* _Objective_
Rewrite the entries below, switching "player-positioning feed" to "scene-annotation feed" wherever it appears and changing nothing else. Leave the pictures out of your answer.

Labeled-object pointing entries
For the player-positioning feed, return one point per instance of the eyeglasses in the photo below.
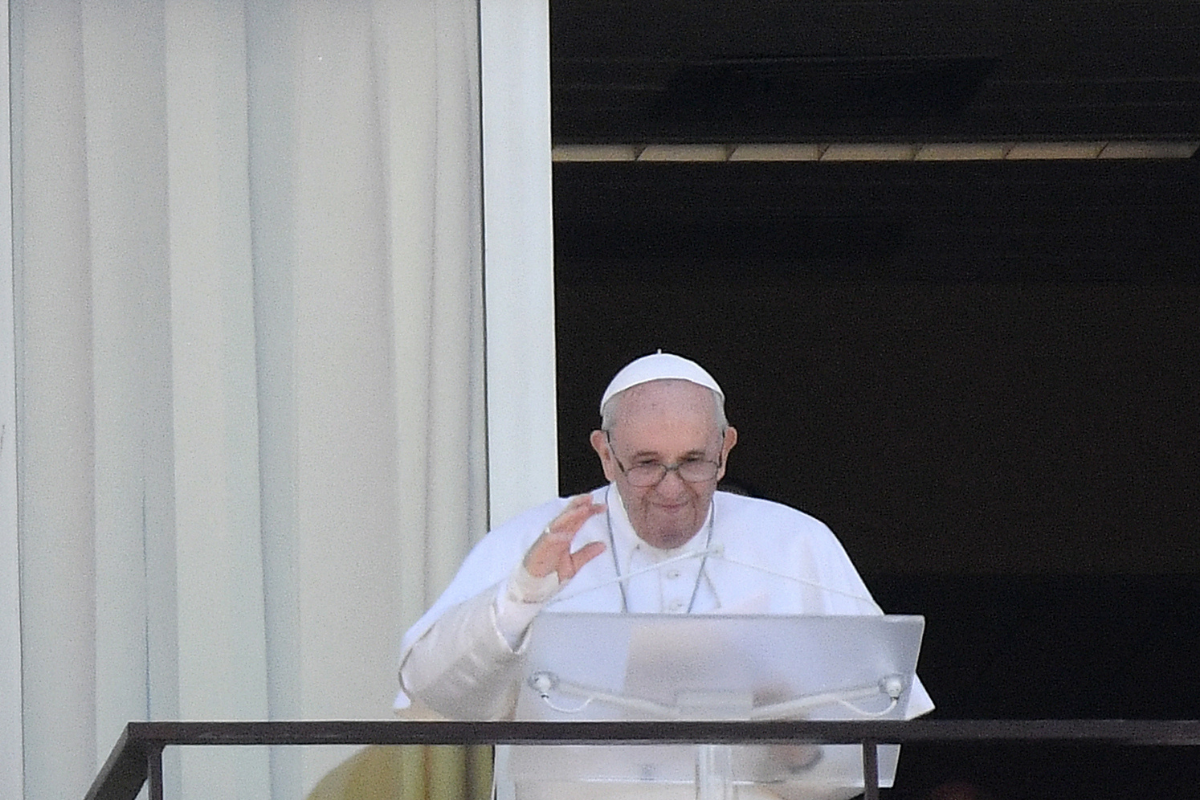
(693, 470)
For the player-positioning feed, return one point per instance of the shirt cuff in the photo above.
(520, 600)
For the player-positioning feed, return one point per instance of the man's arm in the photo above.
(465, 666)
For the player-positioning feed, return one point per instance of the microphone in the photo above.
(715, 549)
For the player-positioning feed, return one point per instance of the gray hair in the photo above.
(609, 413)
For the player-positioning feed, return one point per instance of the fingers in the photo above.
(552, 551)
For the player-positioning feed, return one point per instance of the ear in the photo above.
(600, 444)
(731, 438)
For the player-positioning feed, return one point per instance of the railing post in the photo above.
(154, 771)
(870, 769)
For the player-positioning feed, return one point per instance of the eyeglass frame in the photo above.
(665, 468)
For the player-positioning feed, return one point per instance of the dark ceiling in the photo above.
(730, 71)
(636, 71)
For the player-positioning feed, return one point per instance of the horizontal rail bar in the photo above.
(125, 771)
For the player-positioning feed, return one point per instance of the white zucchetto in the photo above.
(659, 366)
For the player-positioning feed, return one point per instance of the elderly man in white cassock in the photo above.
(664, 444)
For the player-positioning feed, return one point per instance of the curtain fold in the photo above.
(250, 368)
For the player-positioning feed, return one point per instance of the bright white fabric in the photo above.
(773, 559)
(658, 366)
(249, 271)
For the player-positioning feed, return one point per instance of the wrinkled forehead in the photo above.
(665, 403)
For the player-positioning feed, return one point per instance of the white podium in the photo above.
(591, 666)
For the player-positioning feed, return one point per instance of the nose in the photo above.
(671, 483)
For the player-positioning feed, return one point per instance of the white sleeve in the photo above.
(462, 667)
(466, 665)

* _Written answer_
For the scene-annotation feed, return one point per instance of the eyeglasses in the photo below.
(693, 470)
For the scene-annotation feed, return one point per instance of the shirt cuff in the photo above.
(520, 600)
For the scene-annotation feed, return one point per instance of the man's arm in the photo above.
(465, 666)
For the scene-annotation feed, return one point per instance of the microphone in the photo above.
(715, 549)
For the scene-annotation feed, return one point per instance of the gray hair in the photo above.
(609, 413)
For the scene-annotation feed, return one point per instance of the fingers in the photo above.
(552, 551)
For the scene-annotation feed, return one point per instance of the ear in the photo above.
(600, 444)
(731, 438)
For the scene-annotation feed, return one point per instance of the railing post in the photo above.
(154, 771)
(870, 769)
For the scene-annotation feed, return one point per instance of the eyeglass frame in the photo above.
(665, 468)
For the scene-annotation feed, return one point per instance of the dark ceiling in the photo above.
(730, 71)
(636, 71)
For the scene-annotation feed, return one point per instance of the horizontal rail bar in the photo above.
(125, 771)
For the scene-annotation feed, return one point per instance of the white zucchetto in the photo above.
(659, 366)
For the scene-annotation feed, return one point per instance of the elderly man in white cassock in the photo above.
(664, 444)
For the scene-annotation feed, return one point per instance of the curtain fold in the photo above.
(250, 368)
For the scene-annotation feed, return one point per instance of the bright white fabric in the photo above.
(773, 559)
(658, 366)
(249, 271)
For the scene-annotation feed, return one point per instance of the wrinkled forehead in the photo above.
(665, 403)
For the scene-annotation feed, return one point per instance of the white podium in the photo above.
(591, 666)
For the scene-annotation feed, return one point per instance of the nose in the photo above.
(671, 483)
For the scene-annotation feed, return one point per instance of the white sleeve in the photo above.
(462, 667)
(466, 665)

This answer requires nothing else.